=== SOURCE DATA ===

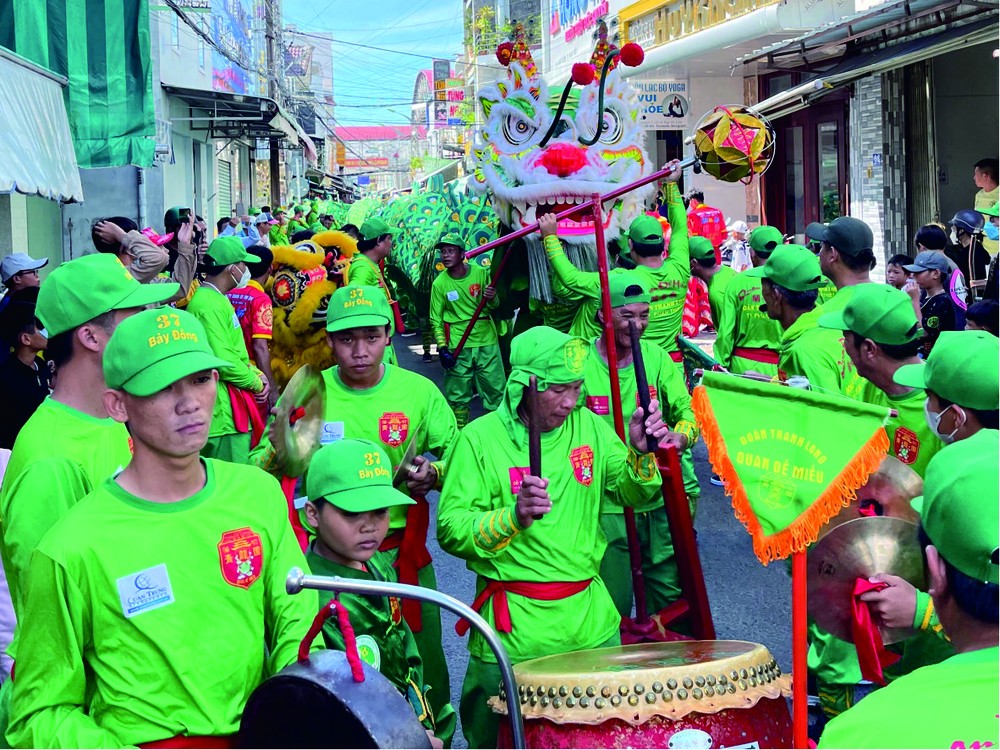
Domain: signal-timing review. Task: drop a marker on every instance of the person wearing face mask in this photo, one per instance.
(962, 409)
(236, 421)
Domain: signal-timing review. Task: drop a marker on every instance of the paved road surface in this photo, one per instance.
(749, 602)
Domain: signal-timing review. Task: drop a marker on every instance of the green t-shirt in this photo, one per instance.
(951, 704)
(819, 355)
(667, 283)
(453, 302)
(384, 639)
(149, 620)
(59, 457)
(741, 323)
(717, 286)
(584, 461)
(910, 437)
(222, 327)
(402, 407)
(666, 384)
(363, 271)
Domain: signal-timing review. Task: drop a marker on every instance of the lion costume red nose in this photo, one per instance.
(563, 159)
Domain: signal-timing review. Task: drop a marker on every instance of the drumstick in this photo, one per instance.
(640, 381)
(534, 433)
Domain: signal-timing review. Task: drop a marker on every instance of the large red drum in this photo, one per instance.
(684, 694)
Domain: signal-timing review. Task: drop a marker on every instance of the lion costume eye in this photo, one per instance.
(517, 130)
(612, 126)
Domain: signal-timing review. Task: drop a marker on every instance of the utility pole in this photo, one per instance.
(272, 17)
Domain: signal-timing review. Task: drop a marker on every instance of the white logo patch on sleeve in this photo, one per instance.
(148, 589)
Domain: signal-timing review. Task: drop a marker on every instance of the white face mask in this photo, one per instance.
(243, 280)
(934, 422)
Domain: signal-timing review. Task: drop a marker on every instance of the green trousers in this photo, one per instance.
(482, 681)
(483, 364)
(432, 654)
(659, 567)
(234, 448)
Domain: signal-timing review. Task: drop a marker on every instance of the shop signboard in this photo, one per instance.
(664, 104)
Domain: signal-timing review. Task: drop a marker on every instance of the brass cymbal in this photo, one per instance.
(299, 432)
(887, 492)
(859, 548)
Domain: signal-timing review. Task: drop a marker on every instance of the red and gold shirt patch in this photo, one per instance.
(582, 459)
(393, 427)
(906, 445)
(599, 405)
(517, 475)
(241, 557)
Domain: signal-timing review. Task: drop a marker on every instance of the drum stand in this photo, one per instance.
(298, 581)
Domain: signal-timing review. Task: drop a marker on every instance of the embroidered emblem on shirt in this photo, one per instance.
(241, 557)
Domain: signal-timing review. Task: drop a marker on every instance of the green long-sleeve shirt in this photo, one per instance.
(453, 302)
(146, 620)
(60, 456)
(584, 461)
(401, 408)
(666, 384)
(740, 323)
(667, 283)
(225, 336)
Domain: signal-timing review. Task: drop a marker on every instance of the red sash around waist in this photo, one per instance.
(411, 541)
(498, 590)
(757, 354)
(184, 741)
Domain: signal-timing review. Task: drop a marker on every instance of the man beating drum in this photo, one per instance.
(534, 542)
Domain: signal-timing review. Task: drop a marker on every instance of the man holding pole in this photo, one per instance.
(535, 541)
(630, 304)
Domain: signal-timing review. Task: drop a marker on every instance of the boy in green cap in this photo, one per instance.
(454, 297)
(241, 385)
(538, 577)
(746, 338)
(183, 559)
(715, 275)
(881, 335)
(70, 444)
(630, 303)
(790, 280)
(350, 493)
(374, 248)
(667, 278)
(404, 413)
(954, 703)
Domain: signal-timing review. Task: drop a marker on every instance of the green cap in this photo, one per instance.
(86, 287)
(227, 250)
(353, 475)
(959, 510)
(357, 307)
(700, 247)
(451, 239)
(791, 266)
(627, 287)
(764, 239)
(878, 312)
(646, 230)
(375, 228)
(963, 368)
(154, 349)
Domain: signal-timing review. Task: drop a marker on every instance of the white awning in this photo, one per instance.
(880, 61)
(36, 149)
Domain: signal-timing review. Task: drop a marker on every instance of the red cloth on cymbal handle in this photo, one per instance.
(346, 629)
(872, 654)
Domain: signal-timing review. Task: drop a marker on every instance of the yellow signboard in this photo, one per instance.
(654, 22)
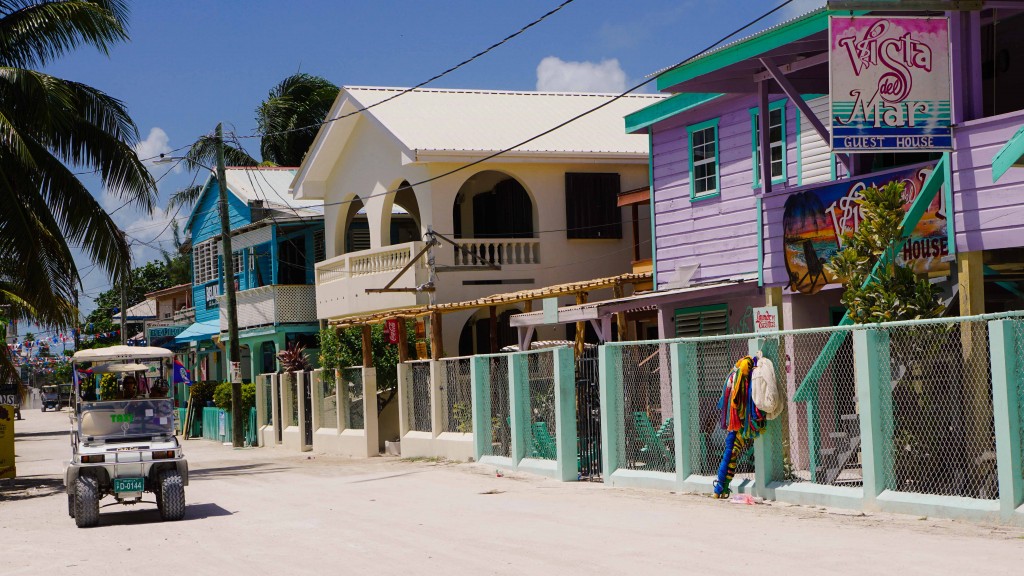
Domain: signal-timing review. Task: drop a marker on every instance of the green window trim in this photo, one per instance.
(777, 105)
(717, 191)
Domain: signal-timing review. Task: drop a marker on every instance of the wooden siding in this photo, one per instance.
(988, 215)
(719, 233)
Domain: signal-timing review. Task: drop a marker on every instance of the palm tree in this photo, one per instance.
(48, 128)
(289, 119)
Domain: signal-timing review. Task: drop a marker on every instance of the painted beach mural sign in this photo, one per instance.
(890, 84)
(817, 223)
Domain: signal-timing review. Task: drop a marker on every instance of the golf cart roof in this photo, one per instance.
(122, 353)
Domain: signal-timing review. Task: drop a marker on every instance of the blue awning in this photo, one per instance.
(200, 331)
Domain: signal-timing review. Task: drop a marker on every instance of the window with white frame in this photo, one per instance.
(704, 159)
(205, 261)
(776, 135)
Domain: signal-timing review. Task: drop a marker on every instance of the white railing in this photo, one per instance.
(272, 304)
(501, 251)
(364, 262)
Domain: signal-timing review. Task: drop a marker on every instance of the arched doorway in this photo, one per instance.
(475, 336)
(493, 204)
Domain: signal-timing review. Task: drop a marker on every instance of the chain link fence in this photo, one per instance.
(647, 440)
(821, 436)
(457, 395)
(418, 398)
(351, 397)
(327, 398)
(501, 425)
(540, 406)
(941, 419)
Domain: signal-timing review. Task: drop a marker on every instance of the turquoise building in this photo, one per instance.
(275, 240)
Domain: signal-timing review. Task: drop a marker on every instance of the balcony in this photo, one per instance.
(268, 305)
(342, 281)
(502, 251)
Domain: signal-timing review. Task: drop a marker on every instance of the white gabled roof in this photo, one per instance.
(268, 184)
(434, 120)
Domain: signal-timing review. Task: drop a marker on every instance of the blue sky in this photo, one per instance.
(192, 64)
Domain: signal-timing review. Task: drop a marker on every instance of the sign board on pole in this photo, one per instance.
(766, 319)
(391, 326)
(889, 83)
(6, 441)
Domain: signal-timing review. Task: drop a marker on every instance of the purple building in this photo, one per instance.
(749, 200)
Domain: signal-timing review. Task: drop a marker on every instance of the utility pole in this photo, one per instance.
(227, 263)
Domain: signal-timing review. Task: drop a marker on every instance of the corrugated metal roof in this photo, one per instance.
(737, 41)
(459, 121)
(270, 187)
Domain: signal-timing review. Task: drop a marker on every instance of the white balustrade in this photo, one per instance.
(499, 251)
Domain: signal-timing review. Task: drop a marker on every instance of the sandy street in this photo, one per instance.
(269, 511)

===

- [TASK ITEM]: Reproduce, exactly and with nothing added, the lines from the one that includes "balustrade in this photo, one per instance." through the last line of the material.

- [ANSWER BOX]:
Domain: signal-timing review. Task: drop a marker on every instance of the white balustrade in this photo, one per instance.
(499, 251)
Domain: signal-timing review. Task: drop a marker on every instance of the sandy street in this photo, one per instance.
(269, 511)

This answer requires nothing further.